Document segment:
================

Set theory is supposed to be a foundation of all of mathematics. How does it handle infinity?

Aired: 08/29/18

Problems Playing Video? | Closed Captioning

[MUSIC PLAYING] Set theory is supposed to be a foundation of all of mathematics, but how does it handle infinity?

[MUSIC PLAYING] Set theory arose, at least in part, to get a grip on infinity.

Early naive versions were beset by apparent paradoxes and were superseded later by axiomatic versions that used formal rules to demarcate legal mathematical statements from gibberish.

Today, I want to explore how set theory defines different sorts of infinities and how it avoids paradoxes like the one I introduced in my previous episode.

I'll have to gloss over or omit many formal details, but I'll do my best to represent the overarching ideas faithfully.

Now, anything you hear that sounds like unfamiliar background is in these other videos that you may want to go watch.

I will rely on them and go somewhat quickly, so you may need to watch this episode a few times with pencil and paper before it clicks.

Here we go.

The most common axiomatization of set theory is Zermelo-Fraenkel, or ZFC, which, interestingly, doesn't actually define set.

Instead, its axioms just circumscribe what you're allowed to say exists.

And "set" is just ZFC speak for "thing that exists."

Now, characterizing infinities in set theory begins with the natural numbers, which in ZFC are just these sets.

This is von Neumann's definition of the naturals, which I covered earlier in this episode, in case you need a refresher.

Now, technically, numbers defined this way are ordinals, since they themselves are ordered-- i.e., a comes before b if a, as a set, is an element of b.

They can be used to index element positions in any other ordered set A.

Just map A's elements one-to-one, or bijectively, to a subset of successive naturals that starts at zero in a way that matches the ordering on A.

So in our example, the ordered set A maps to 0, 1, 2, which, you'll recall, is the ordinal number 3.

That's why we call 3 the order type of this ordering on set A.

So what about cardinal numbers that quantify how many?

================

Written task: Reproduce word for word the part of the set theory transcript starting with "Now, technically, numbers" and going on through "ordering on set A.".

Dataset section:
================

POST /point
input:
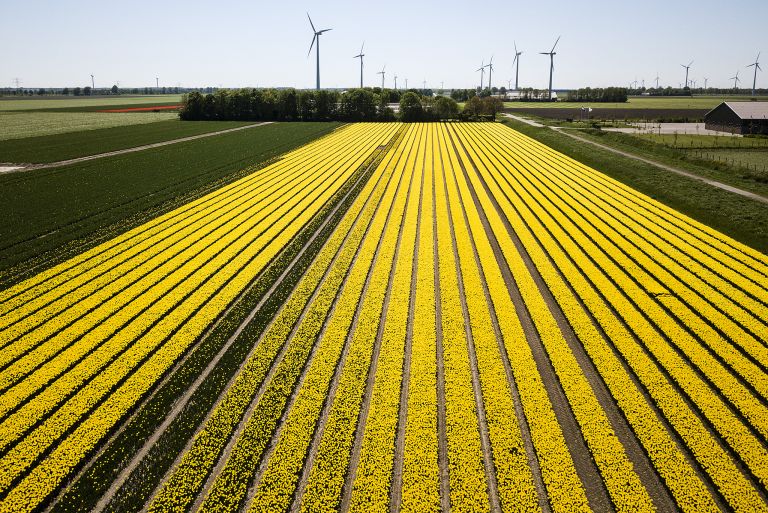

================

Solution to this task:
Now, technically, numbers defined this way are ordinals, since they themselves are ordered-- i.e., a comes before b if a, as a set, is an element of b.

They can be used to index element positions in any other ordered set A.

Just map A's elements one-to-one, or bijectively, to a subset of successive naturals that starts at zero in a way that matches the ordering on A.

So in our example, the ordered set A maps to 0, 1, 2, which, you'll recall, is the ordinal number 3.

That's why we call 3 the order type of this ordering on set A.